TEXT:
****************************************

Are you ready?
Some of you are new here today, and some of you have been with us for some time. All of you are welcome. A quick reminder that these notes come out of the teaching I do at the University of Nottingham, but are open to everyone. And that since I’m not actually teaching this term these notes are particularly freeform and speculative.
What are we doing here?
One of the problems with talking or thinking or writing about writing, and certainly with actually getting started on doing some writing, is that the baggage of ideas about Writers and Writing can be kind of heavy. Cumbersome. Distracting. We’ve been told what writers look like, and they don’t always look like us.* We’ve been told what Good Writing looks like, and it doesn’t always look like the writing we do. Perhaps we’ve moved past the image of the writer in his garret – perhaps we’re no longer sure what a garret really is? – but I think the idea that writing must be done alone, in silence, and in some special space, by some special person, still exists. The popular notion of the ‘writing retreat’ attests to this – retreating from what? to where? and who’ll pick up the kids from school? – as does, I think, the very notion of the degree in creative writing. Writing is something done elsewhere, by other people. Which makes it natural to ask: How do I become a writer? How do I get into writing? Where can I learn how to write?
But if we have a language, and if we are among the 80% of the population with functional literacy (in the UK), then we are already writers. We write notes, messages, texts, Instagram captions, Facebook posts, WhatsApp group chats, and more. We keep journals, diaries, notebooks, and memos. We write on our hands, on our bags, on walls and bus shelters and banners and streets. We know how to write. We do.

****************************************

PROBLEMS TO SOLVE:
1. In the passage on writing, swap "term" for "semester" and reproduce the stretch from "Some of you are" through "we doing here?" with that change.
2. According to the passage on writing, what percentage of the UK population has functional literacy?
3. Carry on the passage about writing from the point where it stops.

GIVEN ENTRIES:
****************************************

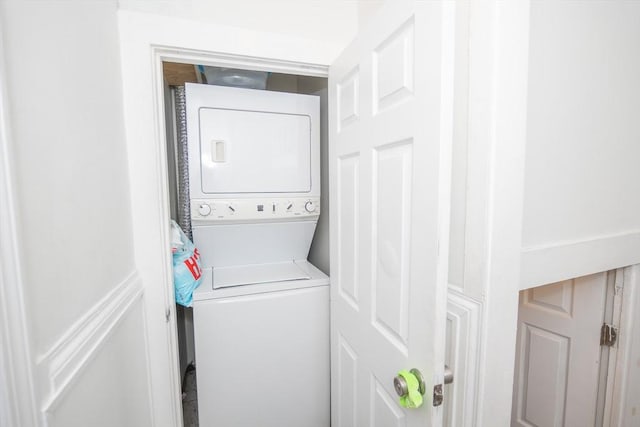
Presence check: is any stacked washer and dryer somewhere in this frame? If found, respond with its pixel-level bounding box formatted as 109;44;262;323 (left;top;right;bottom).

****************************************

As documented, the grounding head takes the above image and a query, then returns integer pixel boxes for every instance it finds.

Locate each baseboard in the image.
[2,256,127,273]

****************************************

OUTPUTS BY TASK:
1.
Some of you are new here today, and some of you have been with us for some time. All of you are welcome. A quick reminder that these notes come out of the teaching I do at the University of Nottingham, but are open to everyone. And that since I’m not actually teaching this semester these notes are particularly freeform and speculative.
What are we doing here?

2. 80%

3.
So maybe what we mean when we ask how we should write is: how can we do writing that looks like that other piece of writing over there, by that other writer? (We also, maybe, mean: how can we get paid? Which is entirely reasonable – it takes a particular kind of background to say you can give your time to making work for free – but we’ll come back to that some other day.) Or, at the very least, we mean: How can we do writing that somebody else will want to read?
This week’s assignment:
At this point in a class, I’ll usually start talking – not for the first time – about letters. One of the several things that interests me about letter-writing is that whereas the writing many of us do on social media is ‘public’ to varying extents, and could be aimed towards any number of different readers, a letter is always written to a specific person. When we write a letter, we know who our reader is, and we tailor our writing accordingly. We think about where that reader is, what they might be doing when they read the letter, what effect our writing might have on that reader. We conceive of our writing as an act of communication with that reader. We want, most of all, for them to make sense of our words. We don’t, usually, worry about what a letter ought to look like, or whether our letter will be better than some other writer’s letter. We revel, instead, in the idea of using our words to make a connection.
Although we do worry, probably, about our handwriting.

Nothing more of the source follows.